**Aim of the task:** All of the data that follows should be written out exactly.
Segment Start: Excerpted data
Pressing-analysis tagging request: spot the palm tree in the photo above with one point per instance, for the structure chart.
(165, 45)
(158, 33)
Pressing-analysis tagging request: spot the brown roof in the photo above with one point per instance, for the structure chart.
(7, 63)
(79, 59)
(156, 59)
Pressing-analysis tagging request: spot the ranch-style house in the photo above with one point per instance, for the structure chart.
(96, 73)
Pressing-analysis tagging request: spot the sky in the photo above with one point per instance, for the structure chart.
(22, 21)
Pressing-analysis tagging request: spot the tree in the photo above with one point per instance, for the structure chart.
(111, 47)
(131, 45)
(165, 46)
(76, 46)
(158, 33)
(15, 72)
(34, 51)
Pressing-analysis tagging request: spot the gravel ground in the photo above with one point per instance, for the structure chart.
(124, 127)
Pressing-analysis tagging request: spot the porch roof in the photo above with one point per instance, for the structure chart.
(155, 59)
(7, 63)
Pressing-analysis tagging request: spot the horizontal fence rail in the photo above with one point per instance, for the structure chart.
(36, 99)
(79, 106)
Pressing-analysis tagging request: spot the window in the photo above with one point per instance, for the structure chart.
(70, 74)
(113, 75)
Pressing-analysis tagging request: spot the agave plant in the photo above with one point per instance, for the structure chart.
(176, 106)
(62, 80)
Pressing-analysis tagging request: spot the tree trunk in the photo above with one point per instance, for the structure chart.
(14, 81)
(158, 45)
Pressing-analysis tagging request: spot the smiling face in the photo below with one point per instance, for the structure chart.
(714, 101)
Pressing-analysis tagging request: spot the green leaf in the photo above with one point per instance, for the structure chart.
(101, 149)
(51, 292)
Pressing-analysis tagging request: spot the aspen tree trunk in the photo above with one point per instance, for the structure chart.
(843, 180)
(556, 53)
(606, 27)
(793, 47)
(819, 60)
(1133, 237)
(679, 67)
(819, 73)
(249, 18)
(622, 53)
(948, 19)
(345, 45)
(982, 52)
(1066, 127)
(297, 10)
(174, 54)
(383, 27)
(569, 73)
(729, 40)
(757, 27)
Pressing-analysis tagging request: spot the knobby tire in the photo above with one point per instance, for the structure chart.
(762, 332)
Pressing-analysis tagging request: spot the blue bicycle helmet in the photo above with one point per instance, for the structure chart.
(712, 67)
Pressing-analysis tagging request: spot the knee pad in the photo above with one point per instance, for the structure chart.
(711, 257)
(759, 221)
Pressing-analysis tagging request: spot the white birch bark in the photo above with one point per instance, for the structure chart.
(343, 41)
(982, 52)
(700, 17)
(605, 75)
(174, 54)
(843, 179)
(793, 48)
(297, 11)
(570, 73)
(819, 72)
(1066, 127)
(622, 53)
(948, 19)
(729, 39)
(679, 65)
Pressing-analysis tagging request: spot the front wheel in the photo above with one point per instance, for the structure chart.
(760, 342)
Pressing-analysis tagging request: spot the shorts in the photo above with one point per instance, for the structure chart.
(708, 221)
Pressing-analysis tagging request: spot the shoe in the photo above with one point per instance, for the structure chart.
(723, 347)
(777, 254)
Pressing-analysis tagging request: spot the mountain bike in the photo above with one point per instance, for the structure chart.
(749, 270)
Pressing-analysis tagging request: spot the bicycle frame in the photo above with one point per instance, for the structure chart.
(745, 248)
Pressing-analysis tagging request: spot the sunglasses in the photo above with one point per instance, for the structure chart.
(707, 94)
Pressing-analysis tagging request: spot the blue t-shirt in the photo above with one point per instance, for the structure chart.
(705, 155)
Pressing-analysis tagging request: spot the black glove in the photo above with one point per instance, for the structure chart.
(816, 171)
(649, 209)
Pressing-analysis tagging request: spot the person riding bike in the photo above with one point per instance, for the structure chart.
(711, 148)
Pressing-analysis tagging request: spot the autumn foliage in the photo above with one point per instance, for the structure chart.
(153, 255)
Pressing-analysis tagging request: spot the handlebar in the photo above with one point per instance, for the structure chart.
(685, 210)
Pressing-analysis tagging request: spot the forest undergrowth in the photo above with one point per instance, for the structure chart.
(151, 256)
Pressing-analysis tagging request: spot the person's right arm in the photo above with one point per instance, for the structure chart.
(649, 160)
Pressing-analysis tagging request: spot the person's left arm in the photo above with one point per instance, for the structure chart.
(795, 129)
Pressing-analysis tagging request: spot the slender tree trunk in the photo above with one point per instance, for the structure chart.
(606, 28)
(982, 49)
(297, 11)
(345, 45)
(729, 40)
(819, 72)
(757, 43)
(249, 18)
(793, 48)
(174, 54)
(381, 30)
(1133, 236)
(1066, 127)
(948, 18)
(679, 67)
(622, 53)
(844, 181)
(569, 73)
Segment End: Excerpted data
**Answer to the exercise:**
Pressing-analysis tagging request: spot the palm tree in the photo above with one point per instance, for the structure chart.
(165, 45)
(158, 33)
Pressing-analysis tagging request: spot the brown roof in the photo above with one point per instance, for the structure chart.
(7, 63)
(79, 59)
(156, 59)
Pressing-analysis tagging request: spot the ranch-style house in the photo above with one point per instance, for the structure chart.
(96, 73)
Pressing-analysis tagging request: spot the sky in the photo above with one point per instance, for the structure chart.
(22, 21)
Pressing-analysis tagging request: spot the tree in the photo above with one point per instance, for the structure chart.
(111, 47)
(131, 45)
(165, 46)
(76, 46)
(158, 33)
(15, 72)
(34, 51)
Pressing-analysis tagging request: spot the gravel ground in the photo above with one point per instance, for the structure chart.
(124, 127)
Pressing-analysis tagging request: spot the porch roof in the photo above with one point per instance, for the structure chart.
(155, 59)
(7, 63)
Pressing-analysis tagging request: spot the horizontal fence rail in the photo above with one point per instance, for the structure chart.
(36, 99)
(79, 106)
Pressing-analysis tagging request: spot the window in the photo above with one point per instance, for the structure chart.
(70, 74)
(113, 75)
Pressing-analysis tagging request: spot the agave plant in the photo above with one point per instance, for the structure chart.
(176, 106)
(62, 80)
Pressing-analysis tagging request: spot the tree trunk in the photo above with one point per instance, for the structure chart.
(14, 81)
(158, 45)
Pressing-analysis tagging request: spot the smiling face in the photo below with one point per instance, for the structure chart.
(714, 101)
Pressing-analysis tagging request: spot the green leaf in the photo above with one point per instance, for the structure chart.
(101, 149)
(51, 292)
Pressing-analysis tagging request: spot the aspen tree trunk in the photo above with one point per instance, for the structure chart.
(843, 180)
(556, 53)
(606, 27)
(793, 47)
(819, 60)
(1133, 237)
(679, 67)
(819, 73)
(249, 18)
(622, 53)
(948, 19)
(345, 45)
(982, 52)
(1066, 127)
(297, 10)
(174, 54)
(383, 27)
(569, 73)
(729, 40)
(757, 27)
Pressing-analysis tagging request: spot the knobby tire in the photo above with one point per instance, for the structure chart.
(762, 332)
Pressing-analysis tagging request: spot the blue bicycle helmet in the photo above with one point per instance, for the structure chart.
(712, 67)
Pressing-analysis tagging request: spot the knee pad in the photo above with one point per instance, for the structure chart.
(711, 257)
(759, 221)
Pressing-analysis tagging request: spot the white birch bark in the photo above with one point per instance, for the structure chart.
(343, 41)
(982, 52)
(700, 17)
(605, 75)
(174, 54)
(843, 179)
(793, 48)
(297, 11)
(570, 73)
(819, 72)
(1066, 127)
(622, 53)
(948, 19)
(729, 39)
(679, 65)
Pressing-analysis tagging request: spot the front wheel in the photo above with one point per instance, for the structure chart.
(760, 342)
Pressing-analysis tagging request: spot the shorts in the photo above with one point per instance, for the structure chart.
(708, 221)
Pressing-analysis tagging request: spot the shoe in the photo above with one point per instance, for the structure chart.
(723, 347)
(777, 254)
Pressing-analysis tagging request: spot the mountain bike in the photo above with one point per instance, for the structure chart.
(749, 270)
Pressing-analysis tagging request: spot the bicycle frame in the photo above with one point per instance, for the structure chart.
(745, 248)
Pressing-analysis tagging request: spot the sunglasses in the photo above with one point per instance, for the structure chart.
(707, 94)
Pressing-analysis tagging request: spot the blue t-shirt in the photo above with one point per instance, for the structure chart.
(705, 155)
Pressing-analysis tagging request: spot the black glove in the photo above with one point per instance, for the structure chart.
(816, 171)
(649, 209)
Pressing-analysis tagging request: spot the person riding bike in the photo above with one point per instance, for the structure chart.
(711, 148)
Pressing-analysis tagging request: spot the autumn foliage in the photo above with one point per instance, for the structure chart.
(153, 255)
Pressing-analysis tagging request: spot the handlebar in the photo above with one point per instance, for the structure chart.
(685, 210)
Pressing-analysis tagging request: spot the forest undergrowth in the photo above with one point per instance, for the structure chart.
(151, 256)
Pressing-analysis tagging request: spot the person's right arm in the photo above with one point per instance, for the structure chart.
(649, 160)
Pressing-analysis tagging request: spot the person's left arm in the photo above with one point per instance, for the structure chart.
(795, 129)
Pressing-analysis tagging request: spot the slender tree trunk in the photo above with one point per instance, for the structure chart.
(606, 28)
(982, 49)
(297, 11)
(345, 45)
(729, 40)
(819, 72)
(757, 43)
(249, 18)
(793, 48)
(174, 54)
(381, 30)
(1133, 236)
(1066, 127)
(948, 18)
(679, 67)
(622, 53)
(844, 181)
(569, 73)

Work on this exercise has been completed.